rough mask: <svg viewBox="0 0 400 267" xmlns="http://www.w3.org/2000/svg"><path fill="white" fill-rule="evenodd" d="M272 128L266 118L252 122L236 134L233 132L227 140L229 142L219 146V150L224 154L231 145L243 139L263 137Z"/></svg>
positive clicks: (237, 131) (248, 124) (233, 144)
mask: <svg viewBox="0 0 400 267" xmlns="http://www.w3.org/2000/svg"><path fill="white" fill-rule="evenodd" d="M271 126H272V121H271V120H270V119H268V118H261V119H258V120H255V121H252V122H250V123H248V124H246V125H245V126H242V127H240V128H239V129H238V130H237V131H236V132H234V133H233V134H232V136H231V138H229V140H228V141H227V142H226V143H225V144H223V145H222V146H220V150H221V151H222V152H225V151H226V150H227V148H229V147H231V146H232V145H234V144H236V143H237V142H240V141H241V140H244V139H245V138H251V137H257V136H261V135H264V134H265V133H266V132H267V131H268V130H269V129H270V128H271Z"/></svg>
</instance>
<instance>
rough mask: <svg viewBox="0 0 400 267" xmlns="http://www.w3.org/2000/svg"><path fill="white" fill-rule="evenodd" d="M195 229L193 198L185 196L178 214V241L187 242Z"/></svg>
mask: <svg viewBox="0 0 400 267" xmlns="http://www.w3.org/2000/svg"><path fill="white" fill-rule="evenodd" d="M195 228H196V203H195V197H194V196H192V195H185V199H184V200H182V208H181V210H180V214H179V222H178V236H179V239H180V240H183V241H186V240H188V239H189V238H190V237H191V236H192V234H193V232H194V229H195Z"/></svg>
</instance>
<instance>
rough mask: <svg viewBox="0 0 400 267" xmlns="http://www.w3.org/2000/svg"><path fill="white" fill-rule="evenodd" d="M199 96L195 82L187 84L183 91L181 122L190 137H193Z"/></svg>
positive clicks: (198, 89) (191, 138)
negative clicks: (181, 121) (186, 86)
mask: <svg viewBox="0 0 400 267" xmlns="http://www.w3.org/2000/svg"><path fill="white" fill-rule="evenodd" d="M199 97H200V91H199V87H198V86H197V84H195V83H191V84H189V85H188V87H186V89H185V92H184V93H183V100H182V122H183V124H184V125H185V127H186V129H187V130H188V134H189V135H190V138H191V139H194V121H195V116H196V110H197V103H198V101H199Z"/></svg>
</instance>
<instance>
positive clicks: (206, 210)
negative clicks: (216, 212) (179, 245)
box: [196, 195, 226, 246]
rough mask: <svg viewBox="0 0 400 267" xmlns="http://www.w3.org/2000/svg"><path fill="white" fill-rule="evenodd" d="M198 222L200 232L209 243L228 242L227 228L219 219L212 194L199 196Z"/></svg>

_ _ _ _

_What to work on:_ Starting with the first line of the records, repeat every line up to and including the one containing "box: [196, 195, 226, 246]", and nothing else.

_Written solution:_
rough mask: <svg viewBox="0 0 400 267" xmlns="http://www.w3.org/2000/svg"><path fill="white" fill-rule="evenodd" d="M272 128L266 118L252 122L236 134L233 132L227 140L229 142L219 146V150L224 154L231 145L243 139L263 137Z"/></svg>
positive clicks: (237, 131) (248, 124) (233, 144)
mask: <svg viewBox="0 0 400 267" xmlns="http://www.w3.org/2000/svg"><path fill="white" fill-rule="evenodd" d="M271 126H272V121H271V120H270V119H268V118H261V119H258V120H255V121H252V122H250V123H248V124H246V125H245V126H242V127H240V128H239V129H238V130H237V131H236V132H234V133H233V134H232V136H231V138H229V140H228V141H227V142H226V143H225V144H223V145H222V146H220V150H221V151H222V152H225V151H226V150H227V148H229V147H231V146H232V145H234V144H236V143H237V142H240V141H241V140H244V139H245V138H251V137H257V136H261V135H264V134H265V133H266V132H267V131H268V130H269V129H270V128H271Z"/></svg>
</instance>
<instance>
rough mask: <svg viewBox="0 0 400 267" xmlns="http://www.w3.org/2000/svg"><path fill="white" fill-rule="evenodd" d="M195 229L193 198L185 196L178 214V241L187 242Z"/></svg>
mask: <svg viewBox="0 0 400 267" xmlns="http://www.w3.org/2000/svg"><path fill="white" fill-rule="evenodd" d="M195 228H196V203H195V197H194V196H192V195H185V199H184V200H182V208H181V210H180V214H179V222H178V236H179V239H180V240H183V241H186V240H188V239H189V238H190V237H191V236H192V234H193V232H194V229H195Z"/></svg>
</instance>
<instance>
rough mask: <svg viewBox="0 0 400 267" xmlns="http://www.w3.org/2000/svg"><path fill="white" fill-rule="evenodd" d="M199 96L195 82L187 84L183 91L181 122L190 137H193Z"/></svg>
positive clicks: (198, 89) (191, 138)
negative clicks: (181, 121) (186, 86)
mask: <svg viewBox="0 0 400 267" xmlns="http://www.w3.org/2000/svg"><path fill="white" fill-rule="evenodd" d="M199 97H200V91H199V87H198V86H197V84H195V83H191V84H189V85H188V87H186V89H185V92H184V93H183V100H182V122H183V124H184V125H185V127H186V129H187V130H188V134H189V135H190V138H191V139H194V121H195V116H196V110H197V103H198V101H199Z"/></svg>
</instance>
<instance>
positive clicks: (206, 210)
negative clicks: (216, 212) (179, 245)
box: [196, 195, 226, 246]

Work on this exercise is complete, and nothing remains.